→ **WORK INSTRUCTIONS**
A – List each symbol that the text on heat treatment after electron irradiation defines for FIG. 2, along with what it stands for.
B – Extend the text on heat treatment after electron irradiation, starting after its last sentence.

→ **TEXT SHOWN**
FIG. 2 shows the recovery ratio of life time of carriers where, after irradiating the electron rays upon silicon crystal of resistivity of 2Ω-cm diffused with phosphor, said crystal is heated at each temperature for 30 minutes. In said FIG. 2, τ0 is the life time immediately after irradiation, τ is the life time at each heat treatment temperature, and τ0 /τ expresses the recovery ratio.
Silicon transistors are is operated around 150°C at the maximum, and germanium transistor is operated around 120°C at the maximum. Hence, it is desirable that heat treatment is achieved at least at the maximum temperatures of operation stated above, and it is most convenient to heat treatment of the transistor around that temperature. It is practicable to accomplish the heat treatment by means of a heating furnace or passing current through the collector-emitter.

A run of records
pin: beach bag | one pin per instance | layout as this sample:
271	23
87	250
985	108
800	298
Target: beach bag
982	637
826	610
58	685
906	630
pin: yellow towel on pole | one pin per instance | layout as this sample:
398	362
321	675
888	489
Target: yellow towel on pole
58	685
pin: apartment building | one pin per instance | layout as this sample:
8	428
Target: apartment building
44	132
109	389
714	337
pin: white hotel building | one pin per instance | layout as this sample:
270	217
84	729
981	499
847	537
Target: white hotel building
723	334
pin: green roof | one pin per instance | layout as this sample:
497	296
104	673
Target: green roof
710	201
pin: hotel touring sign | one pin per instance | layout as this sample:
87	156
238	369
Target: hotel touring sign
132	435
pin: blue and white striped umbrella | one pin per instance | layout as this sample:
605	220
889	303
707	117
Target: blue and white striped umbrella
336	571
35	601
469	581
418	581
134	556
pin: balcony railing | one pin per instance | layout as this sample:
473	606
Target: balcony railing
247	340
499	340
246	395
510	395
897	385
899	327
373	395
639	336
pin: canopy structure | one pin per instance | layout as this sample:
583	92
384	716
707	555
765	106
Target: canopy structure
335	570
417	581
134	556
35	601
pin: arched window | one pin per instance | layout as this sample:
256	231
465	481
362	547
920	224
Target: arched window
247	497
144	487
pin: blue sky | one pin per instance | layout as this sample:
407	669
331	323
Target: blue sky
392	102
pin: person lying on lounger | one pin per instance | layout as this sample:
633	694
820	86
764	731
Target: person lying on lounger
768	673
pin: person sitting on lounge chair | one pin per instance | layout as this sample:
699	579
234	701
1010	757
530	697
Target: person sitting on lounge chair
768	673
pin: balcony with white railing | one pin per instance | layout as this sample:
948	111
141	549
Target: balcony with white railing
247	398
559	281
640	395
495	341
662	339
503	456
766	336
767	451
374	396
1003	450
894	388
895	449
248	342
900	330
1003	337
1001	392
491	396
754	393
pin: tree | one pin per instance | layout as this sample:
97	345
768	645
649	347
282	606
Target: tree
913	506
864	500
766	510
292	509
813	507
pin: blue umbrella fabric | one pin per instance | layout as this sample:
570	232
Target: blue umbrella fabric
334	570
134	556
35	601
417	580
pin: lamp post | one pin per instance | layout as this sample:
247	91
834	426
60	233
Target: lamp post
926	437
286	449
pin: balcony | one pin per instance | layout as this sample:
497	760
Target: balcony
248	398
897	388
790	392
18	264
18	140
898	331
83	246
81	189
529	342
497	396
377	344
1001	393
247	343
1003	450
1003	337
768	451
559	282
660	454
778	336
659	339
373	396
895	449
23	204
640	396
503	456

→ **PER-TASK OUTPUTS**
A –
τ0: the life time immediately after irradiation
τ: the life time at each heat treatment temperature
τ0/τ: the recovery ratio

B –
FIG. 3 shows various properties of tested transistors before and after irradiation of electron rays and, further, the changes of various properties with respect to the treatment period after heat treatment at 150°C after irradiation. VCBO means collector-base breakdown voltage, hfe means current amplifying factor, VcE (sat) means collector-emitter saturation voltage, τC -B means life time of carriers at collector-base junction, τE -B means life time of carriers at emitter-base junction.
As is clear from the changes shown in FIG. 2, immediately after irradiation of electron rays, τC -B and τE -B are remarkably reduced and hfe is reduced, and VcE (sat) increases so high as 1.0 V, to reach an impractical high value. But, by heat treatment after irradiation, the various properties are stabilized first rapidly and later gradually.
After heat treatment for about 70 hrs., hfe is reduced and stabilized at 37, and VcE at 0.38 V which are practicable values, and τC -B is greatly reduced to 19 μs from 28 μs at the time of non-irradiation, and τE -B to 4 μs from 28 μs at the time of non-irradiation, and turn-off time and turn-on time decrease, namely, the switching characteristics can be improved also. VCBO remains at about 1000 V showing no change before and after irradiation.
The present process can, naturally, be applied to crystal itself before sealing with resin and/or metal cap.
As described in reference to the embodiment, it is most practical to apply this process to the transistor device after fabrication.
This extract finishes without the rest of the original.